## WHAT YOU SHOULD DO
I'd like the entries that follow repeated exactly, with the pictures left out.

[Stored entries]
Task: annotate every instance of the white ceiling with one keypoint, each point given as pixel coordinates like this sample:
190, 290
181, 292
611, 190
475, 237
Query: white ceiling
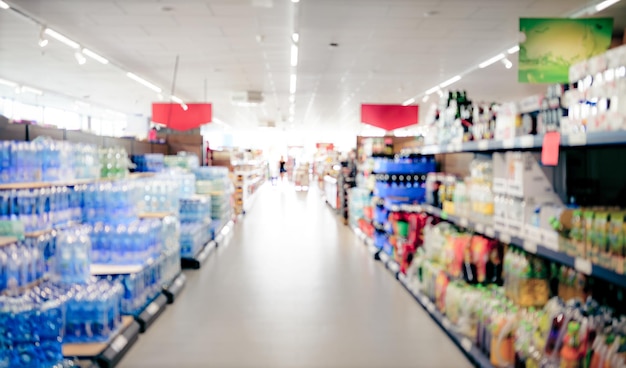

## EXERCISE RESULT
Task: annotate every instance of the white ceiling with one keypoint, each point given as pixel coordinates like this sample:
190, 290
181, 292
611, 190
475, 237
Query: white ceiling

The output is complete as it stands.